▸ **The task**
Count how many lines of the listing below contain the string "Query". Matching is case-sensitive. Reply with the number alone.

▸ **Listing**
Start
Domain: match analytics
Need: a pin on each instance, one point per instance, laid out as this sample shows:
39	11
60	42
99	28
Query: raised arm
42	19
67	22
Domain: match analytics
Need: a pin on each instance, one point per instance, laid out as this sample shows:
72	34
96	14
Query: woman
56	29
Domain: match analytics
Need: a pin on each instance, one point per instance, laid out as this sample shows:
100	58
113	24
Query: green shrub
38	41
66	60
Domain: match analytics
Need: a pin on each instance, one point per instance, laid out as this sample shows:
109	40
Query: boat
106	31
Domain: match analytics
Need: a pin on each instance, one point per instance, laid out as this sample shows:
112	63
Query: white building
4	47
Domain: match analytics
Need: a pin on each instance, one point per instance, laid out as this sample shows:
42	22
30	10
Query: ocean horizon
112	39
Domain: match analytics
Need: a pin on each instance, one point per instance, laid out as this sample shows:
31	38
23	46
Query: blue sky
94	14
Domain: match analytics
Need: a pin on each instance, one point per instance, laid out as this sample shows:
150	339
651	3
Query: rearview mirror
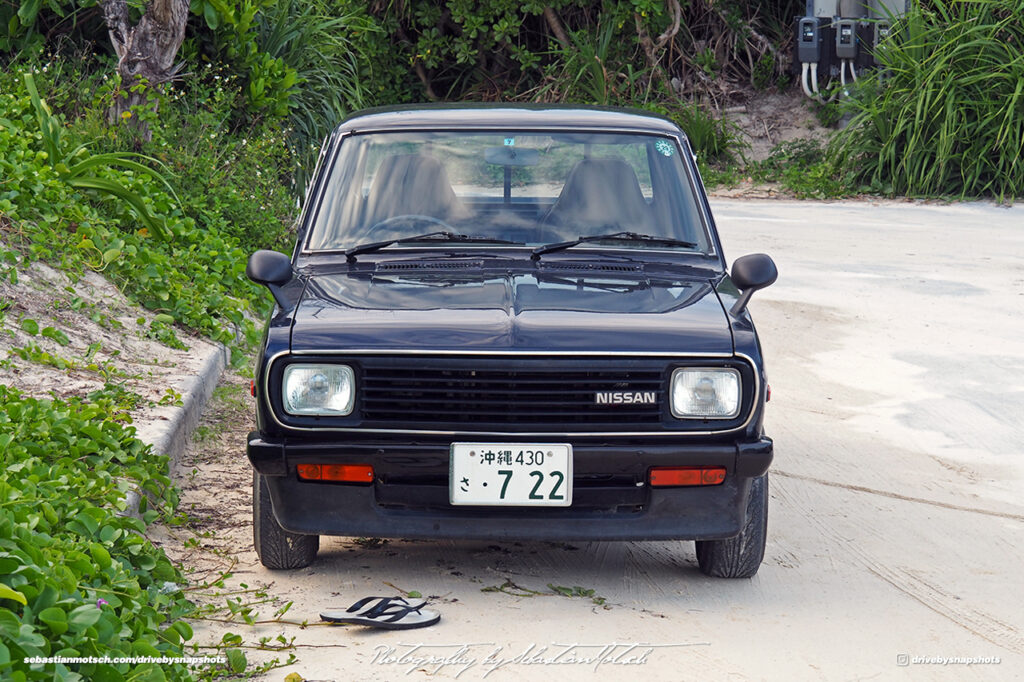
273	270
510	156
751	273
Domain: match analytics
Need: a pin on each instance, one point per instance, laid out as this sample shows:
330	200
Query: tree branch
551	16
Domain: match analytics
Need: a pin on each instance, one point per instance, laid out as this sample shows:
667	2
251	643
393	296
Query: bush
945	115
76	579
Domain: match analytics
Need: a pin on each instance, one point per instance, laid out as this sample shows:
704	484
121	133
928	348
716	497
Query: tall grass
82	170
314	40
945	116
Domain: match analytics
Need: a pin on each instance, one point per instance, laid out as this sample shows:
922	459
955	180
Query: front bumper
End
▸ **Response to the exercise**
12